§ 指示文: 国産と外国産のドッグフードの違いを扱った文章を、最後の文の後から書き継いでもらえますか?

§ 文書の抜粋:
________________________________________
外国産のドッグフードは輸送コストと
輸送時の気温変化による影響が問題
ドッグフードの原材料や添加物だけでなく、そのドッグフードがどこで作られたものか、ドッグフードの原産国って気になりますよね。
とくにドッグフードは国産品が少なく、私たちが手にするドッグフードのほとんどがアメリカやヨーロッパなどの外国産です。
なお、私たちが食べる食品では国産のほうが良いイメージがありますが、ドッグフードは国産と外国産のどちらが良いのでしょうか?
そこで国産と外国産のドッグフードの違いについて調べてみました。どのような違いがあるか、さっそく見ていきましょう。
結論からいうと、国産と外国産のどちらが良いとは断言できません。
なぜならドッグフードに使用される原材料の種類や品質、添加物の有無、栄養バランスなどが商品ごとにちがうから。
そのためドッグフードの産地だけでは、フードの良し悪しを判断できないのです。
ただ日本と海外ではドッグフードの基準や流通時間などに差があるため、そのちがいを知っておくと、国産と外国産それぞれに注意が必要なポイントが分かります。
それでは国産と外国産のドッグフードの違いについて詳しく見ていきましょう。
国産と外国産のドッグフードの大きな違いは2つ。それは、「流通時間の長さ」と「ドッグフードの取り扱い方」です。
まず流通時間の長さとは、ドッグフードが店頭に並ぶまでの時間のこと。当然、海外から輸入される外国産のドッグフードは国産品より流通時間が長くなります。
なお海外で作られたドッグフードの多くは、船便によって日本へ輸入されます。原産国によって所要日数は変わりますが、最低でも輸送に2週間以上は必要です。
また船が赤道付近を通るルートであれば、ドッグフードが積み込まれたコンテナ内の気温は上昇。コンテナ内でドッグフードは蒸されたような状態になります。
するとフードの袋の中に結露が起こりやすく、カビや菌の増殖・油の酸化などフードが劣化する原因となります。
なお外部の気温変化の影響を受けないように、20℃以下に気温を保つ定温コンテナもありますが、定温コンテナを使って輸入されているドッグフードは一部だけ。
そのため外国産のドッグフードは輸送時の劣化・傷みの心配があります。
さらに輸入にかかる費用が上乗せされていることも問題。原産国で販売されているフードと中身は同じでも、原産国の販売価格より輸入に必要なコストの分だけ価格が高く設定されます。
________________________________________
§ 提供情報:
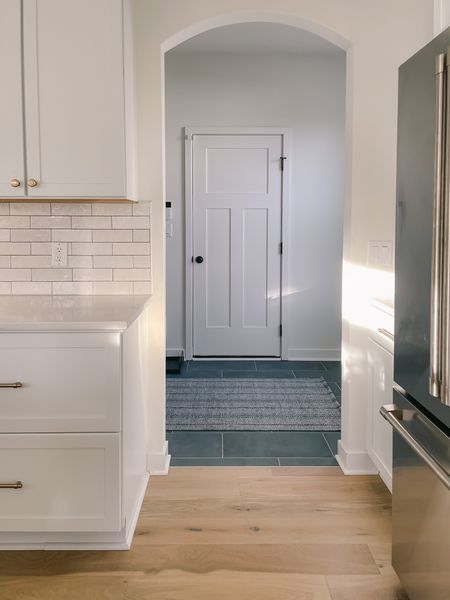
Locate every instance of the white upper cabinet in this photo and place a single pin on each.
(11, 114)
(73, 97)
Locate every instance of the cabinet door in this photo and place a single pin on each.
(69, 482)
(74, 98)
(380, 392)
(11, 109)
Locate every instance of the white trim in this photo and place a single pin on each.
(314, 354)
(158, 464)
(286, 137)
(355, 463)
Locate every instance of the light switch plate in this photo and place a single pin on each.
(380, 253)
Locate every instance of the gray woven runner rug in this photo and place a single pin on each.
(252, 405)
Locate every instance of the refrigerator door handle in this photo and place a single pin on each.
(394, 415)
(437, 287)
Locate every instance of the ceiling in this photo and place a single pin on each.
(256, 38)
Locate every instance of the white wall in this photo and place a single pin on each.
(378, 37)
(306, 94)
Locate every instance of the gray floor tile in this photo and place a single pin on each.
(224, 462)
(270, 444)
(195, 444)
(308, 462)
(282, 374)
(332, 438)
(234, 365)
(202, 373)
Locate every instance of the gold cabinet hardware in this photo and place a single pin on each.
(14, 385)
(11, 486)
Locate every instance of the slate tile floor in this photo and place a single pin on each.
(256, 448)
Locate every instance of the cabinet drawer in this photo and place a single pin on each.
(71, 382)
(70, 482)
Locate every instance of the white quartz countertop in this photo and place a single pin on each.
(69, 313)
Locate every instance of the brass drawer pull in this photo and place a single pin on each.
(14, 385)
(11, 486)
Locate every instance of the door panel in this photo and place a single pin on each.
(11, 121)
(237, 183)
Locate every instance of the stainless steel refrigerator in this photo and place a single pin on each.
(420, 413)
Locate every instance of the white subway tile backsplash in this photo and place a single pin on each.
(60, 274)
(72, 288)
(133, 248)
(110, 209)
(106, 288)
(30, 208)
(30, 235)
(41, 248)
(14, 222)
(92, 274)
(64, 208)
(140, 262)
(92, 249)
(141, 235)
(141, 208)
(119, 262)
(131, 274)
(10, 248)
(142, 287)
(113, 235)
(30, 262)
(51, 222)
(130, 222)
(15, 275)
(31, 288)
(108, 248)
(71, 235)
(91, 222)
(79, 262)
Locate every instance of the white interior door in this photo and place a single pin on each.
(237, 187)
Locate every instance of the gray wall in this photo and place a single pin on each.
(306, 94)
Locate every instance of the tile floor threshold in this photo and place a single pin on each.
(257, 448)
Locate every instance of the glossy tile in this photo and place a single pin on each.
(195, 444)
(274, 444)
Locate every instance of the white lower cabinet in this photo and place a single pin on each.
(381, 376)
(68, 482)
(72, 439)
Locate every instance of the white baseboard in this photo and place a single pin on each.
(355, 463)
(158, 464)
(314, 354)
(175, 352)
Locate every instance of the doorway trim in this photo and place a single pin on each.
(189, 132)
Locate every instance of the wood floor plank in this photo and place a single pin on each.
(360, 587)
(222, 585)
(235, 533)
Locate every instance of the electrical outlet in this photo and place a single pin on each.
(59, 254)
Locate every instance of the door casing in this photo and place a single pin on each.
(285, 134)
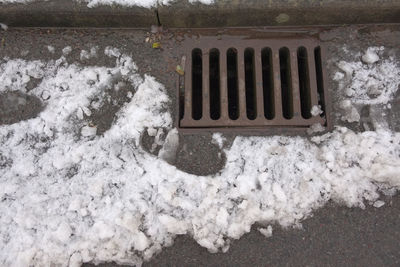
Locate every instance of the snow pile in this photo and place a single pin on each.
(68, 197)
(372, 83)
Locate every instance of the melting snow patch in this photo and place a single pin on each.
(68, 200)
(369, 84)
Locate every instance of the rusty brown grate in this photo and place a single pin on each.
(252, 83)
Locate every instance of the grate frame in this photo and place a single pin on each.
(260, 124)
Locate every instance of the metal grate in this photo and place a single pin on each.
(256, 83)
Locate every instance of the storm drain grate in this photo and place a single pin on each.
(256, 83)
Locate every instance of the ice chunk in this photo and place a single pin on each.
(370, 56)
(67, 50)
(168, 151)
(3, 26)
(316, 110)
(267, 232)
(379, 203)
(88, 131)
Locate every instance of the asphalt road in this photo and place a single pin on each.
(335, 236)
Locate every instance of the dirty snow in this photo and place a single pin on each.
(3, 26)
(70, 197)
(369, 84)
(267, 232)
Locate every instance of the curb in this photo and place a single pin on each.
(182, 14)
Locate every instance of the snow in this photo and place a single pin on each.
(267, 232)
(316, 110)
(85, 55)
(51, 49)
(67, 50)
(369, 84)
(69, 197)
(371, 55)
(379, 203)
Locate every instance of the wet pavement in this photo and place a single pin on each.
(334, 236)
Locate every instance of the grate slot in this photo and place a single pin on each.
(304, 82)
(233, 96)
(197, 84)
(268, 83)
(215, 107)
(206, 86)
(295, 92)
(251, 106)
(286, 83)
(241, 84)
(319, 78)
(277, 85)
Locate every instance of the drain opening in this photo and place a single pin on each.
(197, 86)
(215, 108)
(320, 80)
(268, 83)
(233, 95)
(251, 108)
(304, 82)
(254, 85)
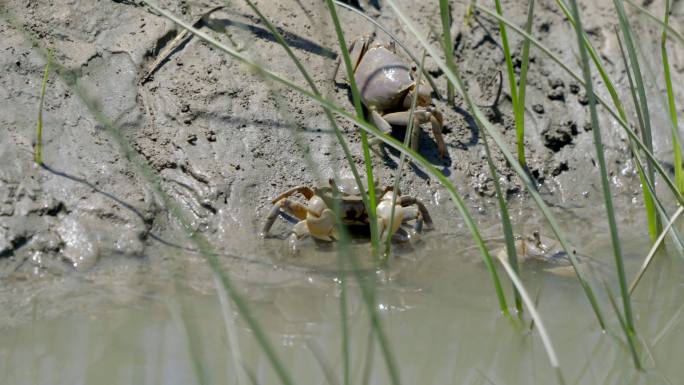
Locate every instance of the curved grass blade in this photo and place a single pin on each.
(678, 35)
(388, 140)
(618, 116)
(520, 107)
(69, 78)
(676, 143)
(643, 106)
(546, 341)
(445, 15)
(402, 158)
(395, 39)
(512, 85)
(625, 327)
(356, 98)
(484, 123)
(368, 200)
(598, 143)
(654, 249)
(505, 224)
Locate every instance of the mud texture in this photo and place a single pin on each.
(222, 142)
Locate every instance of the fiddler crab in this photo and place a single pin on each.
(549, 252)
(317, 218)
(387, 85)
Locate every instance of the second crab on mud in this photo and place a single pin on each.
(316, 216)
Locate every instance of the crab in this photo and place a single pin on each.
(549, 252)
(317, 218)
(387, 85)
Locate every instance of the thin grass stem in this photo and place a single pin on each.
(676, 142)
(519, 108)
(402, 158)
(539, 323)
(654, 249)
(598, 143)
(654, 224)
(356, 98)
(505, 224)
(629, 335)
(445, 15)
(69, 78)
(38, 147)
(388, 140)
(491, 131)
(395, 39)
(620, 117)
(673, 32)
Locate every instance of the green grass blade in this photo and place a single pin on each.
(654, 249)
(402, 157)
(38, 147)
(629, 335)
(395, 39)
(538, 322)
(388, 140)
(231, 332)
(505, 224)
(676, 143)
(649, 202)
(519, 108)
(678, 35)
(445, 15)
(619, 115)
(69, 78)
(356, 98)
(598, 143)
(507, 55)
(512, 85)
(529, 184)
(643, 101)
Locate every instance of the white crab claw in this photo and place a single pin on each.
(384, 212)
(322, 227)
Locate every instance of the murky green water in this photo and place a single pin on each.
(437, 306)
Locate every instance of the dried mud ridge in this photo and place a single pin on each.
(221, 141)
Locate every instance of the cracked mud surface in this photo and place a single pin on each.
(223, 142)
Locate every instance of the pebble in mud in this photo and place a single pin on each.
(559, 135)
(557, 89)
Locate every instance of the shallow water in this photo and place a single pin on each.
(436, 303)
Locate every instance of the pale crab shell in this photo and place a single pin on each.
(383, 79)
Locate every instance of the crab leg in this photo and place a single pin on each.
(356, 48)
(304, 190)
(407, 200)
(437, 124)
(420, 116)
(289, 206)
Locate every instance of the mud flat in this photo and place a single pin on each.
(223, 143)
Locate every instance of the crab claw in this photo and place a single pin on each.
(384, 213)
(323, 226)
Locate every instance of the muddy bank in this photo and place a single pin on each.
(223, 142)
________________________________________
§ 解答:
一方、国産のドッグフードは国内製造なので輸送時間が短くて済みます。輸送時の気温変化の影響もないので、フードに結露やカビが発生する心配もありません。
またフードの価格に輸送費用は含まれず、原材料や製造に関わるコストだけで算出されます。
そのため同じ価格でも輸送費用が含まれない国産品のほうが、質の良いドッグフードを購入できると考えられています。
外国産のドッグフードは輸送コストと
輸送時の気温変化による影響が問題
しかし国産が良いと断言できない理由が、2つ目の「ドッグフードの取り扱い方」の違いにあるのです。
日本と海外では、ドッグフードの取り扱い方が大きく違います。
ドッグフードの先進国であるドイツやイギリス、アメリカでは、ドッグフードを私たちが食べる食品や家畜のエサと同じ基準で取り扱われています。
EU・ヨーロッパでは「一般食品法規制(規則178/2002/EC)」、アメリカでは「連邦食品・医薬品・化粧品法」という法規制のもと、食品や家畜のエサと並んでドッグフードの安全確保がされているのです。
ドッグフードの安全確保の法規制
【連邦食品・医薬品・化粧品法】食品・家畜のエサ・ペットフード(犬・猫)の安全性を確保する規制
【一般食品法規制(規則178/2002/EC)】食品・家畜のエサ・ペットフード(犬・猫)の安全に関する基本的な規制
【ペットフード安全法)】ペットフードの安全性の確保に関する法律
一方、日本ではドッグフードを食品や家畜のエサと同様に扱っていません。日本ではドッグフードは食べ物と見なされておらず、いわば雑貨のような扱いです。
ドッグフードの安全を守る「ペットフード安全法」という法律はありますが、食品や家畜のエサとは全く別物として扱われています。
じつは外国産より国産のドッグフードが良いと言い切れない理由が、ドッグフードを食品の類いと見なしていないことです。
日本はドッグフードを家畜のエサの1つとしても見なしておらず、ドッグフードの安全基準は家畜のエサよりも低い最低レベル。
そのため日本ではドッグフードの原材料に、食用にならない家畜の内臓や骨、血液、ひづめ、羽、さらには死んだ家畜の使用が認められています。
ちなみにウシやブタなどの家畜は人が食べるため、人の体に悪影響を与えないように安全基準が厳しく設定されています。
しかし犬や猫などのペットは人が食べないため、必要最低限の安全基準しか設定されていません。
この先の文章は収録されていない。